(Texto de origem)
Em enquete anterior, sugeri que as sete maravilhas da literatura incluiriam: Gilgamesh, a Bíblia, a Ilíada, o Mahabharata, As mil e uma noites, A demanda do Santo Graal, a obra de Shakespeare, Em busca do tempo perdido – aliás, oito. As sete a seguir, que não substituem aquelas mas as complementam, são:

Popol Vuh – O livro sagrado dos maias, que narra seu mito de origem, chamado “Os Homens de Milho”: nada mais adequado aos povos do continente que inventaram esse alimento.  Herois civilizadores, os gêmeos Hunapuh e Ixbalanque vão aos mundos ínferos, ou Xibalbá, onde enfrentam temíveis deuses destruidores de seres humanos, regressando vitoriosos, trazendo dádivas para os homens e transformados em Sol e Lua. O livro registra também  a origem do Jogo de Pelota. O maior monumento literário das grandes civilizações do continente, dos raros que escaparam â sanha incineradora dos espanhóis.

Odisseia –  Poema épico que é par da Ilíada conta as peregrinações de Ulisses. Um dos protagonistas da Guerra de Tróia, que durou dez anos, levaria mais dez anos para voltar a seu reino em Ítaca. Ulisses atravessaria os milênios como modelo de astúcia (seu epíteto: “o solerte”). Sobrevive a aventuras mirabolantes, enfrentando naufrágios, sereias,  Polifemo o ciclope antropófago, a feiticeira Circe, a passagem entre  Cila e Caribdes, a viagem ao Hades, os comedores de lótus…

A tragédia ática– Um dos pontos mais altos que a literatura já atingiu, no apogeu de Atenas, quando foram criadas a filosofia, a ciência, a democracia etc,  Analisada por Aristóteles na Poética, apresenta os fastos dos povos gregos. Ésquilo, Sófocles e Eurípides discutem questões grandiosas, entre elas destino, glória, honra, dever, fatalidade, crimes contra a natureza, ou então os embates entre duas ordens morais. Pode ser a lei do sangue versus a lei da polis, como em Antígona; ou o tabu do incesto, como em Édipo Rei; ou a lei de talião  que perpetua os assassinatos,  dilemas que só as instituições da democracia, entre elas o tribunal do júri, poderão solucionar, como na trilogia da Orestíada.

(Itens listados)
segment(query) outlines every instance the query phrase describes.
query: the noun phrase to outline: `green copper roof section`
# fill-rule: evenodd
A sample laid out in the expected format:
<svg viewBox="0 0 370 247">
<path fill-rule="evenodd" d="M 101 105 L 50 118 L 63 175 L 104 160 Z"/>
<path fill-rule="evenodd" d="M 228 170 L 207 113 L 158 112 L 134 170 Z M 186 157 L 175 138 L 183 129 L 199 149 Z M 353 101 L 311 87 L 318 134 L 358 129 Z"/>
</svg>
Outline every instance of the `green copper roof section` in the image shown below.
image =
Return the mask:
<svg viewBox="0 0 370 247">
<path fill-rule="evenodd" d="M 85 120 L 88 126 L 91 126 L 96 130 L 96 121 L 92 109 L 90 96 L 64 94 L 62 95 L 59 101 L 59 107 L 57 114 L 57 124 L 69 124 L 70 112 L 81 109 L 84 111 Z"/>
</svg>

(Conjunto de tarefas)
1) De acordo com o texto sobre as maravilhas da literatura, por que o mito de origem narrado no Popol Vuh recebe um nome adequado? Responda em até três frases.
2) Segundo o texto sobre as maravilhas da literatura, quanto tempo Ulisses levou para retornar a seu reino em Ítaca?
3) Prossiga o texto sobre as maravilhas da literatura a partir do ponto em que ele termina.

(Os resultados)
1) O mito se chama "Os Homens de Milho", e o texto o considera muito adequado porque pertence aos povos do continente que inventaram esse alimento.

2) Dez anos.

3)
D. Quixote – Um pequeno fidalgo do distrito da La Mancha, com seu fiel escudeiro Sancho Pança, sai em demanda cavalheiresca  tardia. O fidalgo enlouqueceu de tanto ler novelas de cavalaria, acabando por convencer-se de que era personagem delas. A prosa burguesa anuncia que outra classe se encaminha para tomar o poder. O fidalgo projeta a seu redor o que lê nas novelas: os moinhos de vento são gigantes ameaçadores, os carneiros. são mouros em pé de guerra, uma tosca camponesa é sua musa, a quem dá o nome de Dulcineia del Toboso.  É o primeiro romance moderno.

Genji Monogatari- A prosa de ficção no Ocidente demoraria muito para tornar-se hegemônica, e só o faria a partir de D. Quixote, tendo vigência até hoje. Mas em outras latitudes as coisas são diferentes, e o romance em prosa surge quase um milênio antes. É o caso desde O conto de Genji, do séc. XI: uma crônica dos amores numerosos e enredados de um nobre da corte japonesa, filho do imperador e de uma concubina. As intrigas palacianas ocupam o dia-a-dia das personagens.  Este clássico tem a honra de ser o primeiro romance em prosa da História. A autora é uma dama da corte, Murasaki Shikibu, que traça um quadro do Japão feudal.

A Divina Comédia – A mais perfeita representação literária do mundo medieval (séc. XIV), com suas hierarquias estáticas, garantidas por Deus, imóveis como imóvel era a Terra no centro do sistema solar. Dividida em Inferno, Purgatório e Paraíso, composta em versos decassílabos na célebre terza rima em que Dante era perito, é referência obrigatória  para estudos de literatura e cultura. Nada nem ninguém disputa o título da mais alta produção da língua italiana.

Poesia latinaJorge Luis Borges, useiro e vezeiro de opiniões esdrúxulas, sustentava que preferia a Eneida à obra homérica:  pela perfeição do verso, dizia ele. Isto quanto à poesia épica. Mas a poesia lírica consta de obras-primas de grandes poetas, como Ovídio, Horácio e mesmo o próprio Virgílio. Brilha entre eles a belíssima poesia erótica de Catulo, até hoje considerada sem par.